++++ DOKUMENTTEXT ++++
Was bringt den Besitzer eines Land Rover Defender wohl dazu, sich in den einschlägigen Foren Namen wie „Defekter“ oder „Triefender“ zuzulegen? Es muss mit dem Hang zur Selbstironie zu tun haben, ohne die man mit solch einem englischen Auto nicht glücklich werden kann. Früher wurden Witze gerissen, auf der Fähre von Tanger nach Hause erzählten sich die Fahrer der Toyota, was sie in Afrika gesehen, und die der Rover, was sie repariert hätten. Heute gilt das nicht mehr – seitdem die Autos mit Elektronik vollgestopft sind, traut sich auch kaum noch jemand mit einem Toyota allein in die Wüste. Bestand hat aber die Weisheit, dass ein Defender selbst in seiner jüngsten Generation und nach fast sieben Jahrzehnten Bauzeit immer noch ist wie eine Banane: Er reift beim Kunden.

Redakteur im Ressort „Technik und Motor“.
Das muss wissen, wer sich einen zulegen will. Zum Beispiel gibt es ein Wasserhandbuch. Da geht es nicht etwa darum, den Defender schwimmfähig zu machen – es handelt vom Abdichten der lecken Stellen. Wobei die Pfützen im Innern nicht gar so schlimm sind, denn nach unten ist er auch nicht dicht. Die zahlreichen Macken sind indes nicht der Grund, warum das Traditionsmodell eingestellt worden ist, vielmehr hat der indische Besitzer Tata offenbar keine Lust, ihn weiterzuentwickeln. Die meisten Leute finden die Unzulänglichkeiten skurril, manche haarsträubend. Defenderisten finden sie liebenswert und freuen sich, dass es an ihrem Auto so viel zu verbessern gibt.
Seit Generationen unverändert
Die letzten angebotenen Exemplare werden gerade den Händlern trotz fünfstelliger Aufschläge auf den Listenpreis vom Hof gezerrt – wir fuhren zuletzt den kurzen Defender 90 mit drei Türen in der besonders gefragten Sonderausführung Heritage in traditionellem Grün, der lange (Typenbezeichnung 110) hat fünf. Diese Sonderangebote unterschieden sich kaum von den älteren Versionen. Nun gut, gegenüber unserem sechs Jahre alten privaten Defender 90 läuft der aktuelle etwas ruhiger, auch wenn er immer noch stets zum Gotterbarmen nagelt. Er hat jetzt notgedrungen ein für dieses Fahrzeug ganz überflüssiges ESP und verbraucht zwei Liter mehr (ein Teil davon ist den groben Matschreifen geschuldet, der andere dem Partikelfilter). Man sitzt immer noch unmöglich, und die Spaltmaße lassen sich in Zentimetern messen. Kein Airbag, dürftige Bremsen. Aber er hat eine elektrisch beheizbare Frontscheibe, die wir auch anderen Autos wünschen. Von Motor und Getriebe abgesehen, ist das meiste seit Generationen unverändert.
++++ DIE DATEN ++++
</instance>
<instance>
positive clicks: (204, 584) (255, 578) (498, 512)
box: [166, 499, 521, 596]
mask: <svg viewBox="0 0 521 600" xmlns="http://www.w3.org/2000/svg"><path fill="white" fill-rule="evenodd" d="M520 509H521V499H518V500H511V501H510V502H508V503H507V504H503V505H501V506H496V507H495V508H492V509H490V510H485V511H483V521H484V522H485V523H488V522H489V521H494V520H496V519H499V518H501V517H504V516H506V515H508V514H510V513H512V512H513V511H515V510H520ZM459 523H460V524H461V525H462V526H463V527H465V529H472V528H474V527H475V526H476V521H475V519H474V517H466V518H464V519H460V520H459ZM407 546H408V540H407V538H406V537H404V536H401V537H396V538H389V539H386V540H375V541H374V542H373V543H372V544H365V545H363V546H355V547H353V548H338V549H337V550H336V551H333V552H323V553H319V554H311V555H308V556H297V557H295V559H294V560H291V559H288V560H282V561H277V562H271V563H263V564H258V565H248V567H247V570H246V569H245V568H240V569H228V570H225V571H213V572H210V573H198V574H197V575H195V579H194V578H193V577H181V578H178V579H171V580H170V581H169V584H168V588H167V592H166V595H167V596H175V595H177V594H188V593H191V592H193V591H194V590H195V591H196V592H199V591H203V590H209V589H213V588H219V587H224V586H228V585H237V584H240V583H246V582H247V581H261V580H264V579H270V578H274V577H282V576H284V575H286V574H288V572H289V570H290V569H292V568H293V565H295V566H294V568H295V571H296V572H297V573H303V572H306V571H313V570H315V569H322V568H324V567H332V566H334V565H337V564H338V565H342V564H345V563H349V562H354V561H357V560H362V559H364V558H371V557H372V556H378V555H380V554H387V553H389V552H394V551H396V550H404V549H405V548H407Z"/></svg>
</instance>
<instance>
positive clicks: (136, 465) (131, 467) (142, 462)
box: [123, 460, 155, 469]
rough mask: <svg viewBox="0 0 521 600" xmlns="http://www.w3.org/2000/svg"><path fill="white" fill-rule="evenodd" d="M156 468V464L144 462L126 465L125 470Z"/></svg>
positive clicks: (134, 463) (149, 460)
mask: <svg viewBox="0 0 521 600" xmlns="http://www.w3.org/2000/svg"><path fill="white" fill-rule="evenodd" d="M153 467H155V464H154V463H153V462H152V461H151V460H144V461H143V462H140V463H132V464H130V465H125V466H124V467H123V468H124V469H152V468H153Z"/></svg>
++++
IHRE AUFGABEN:
1: Zählen Sie alle Mängel auf, die der Text über den Land Rover Defender in den beiden Sätzen ab „Man sitzt immer noch unmöglich“ nennt.
2: Führen Sie den Text über den Land Rover Defender im Anschluss an seinen letzten Satz weiter.

ANTWORTEN JE AUFGABE:
1:
- Man sitzt immer noch unmöglich.
- Die Spaltmaße lassen sich in Zentimetern messen.
- Es gibt keinen Airbag.
- Die Bremsen sind dürftig.

2:
Davon lebt eine ganze Zubehörindustrie, denn baugleiche Teile und dringender Bedarf bedeuten große Stückzahlen. So gibt es verbesserte Türdichtungen gegen Wasser und Staub, allerdings sind sie fast immer vergriffen. Überhaupt ist das Schöne am Defender, dass ein halbwegs begabter Bastler viel selbst machen kann. Wer nicht zu dick ist, kommt sogar unter das Auto, ohne es hochzubocken. An der langen Liste von HD-Teilen (steht für verstärkte Ausführung) lässt sich zugleich ablesen, was gern kaputt geht. Zum Beispiel nervt der Defender mit furchterregendem Spiel im Antriebsstrang. Das ist, wie vieles an diesem Auto, höchst individuell.
Fast ein Dutzend von uns in jüngster Zeit gefahrene Exemplare hatten es mal mehr, mal weniger. Mit der Zeit wird es schlimmer, weil plötzlich auftretende Kräfte den Verschleiß fördern. Aber der Fahrer gewöhnt sich daran und passt sich an. Wer wissen will, wie’s richtig gemacht wird, schaut der Queen auf Youtube über die Schulter: Anfahren – warten – Gang wechseln – warten – einkuppeln – warten. Dann vorsichtig Gas geben. Das ist ein guter Grund, ihn ins Herz zu schließen, kein anderes Vehikel entschleunigt so schön. Wir steigen ein und sind die Ruhe selbst. Das ist aktive Sicherheit. Wer es eilig hat, sitzt im falschen Auto.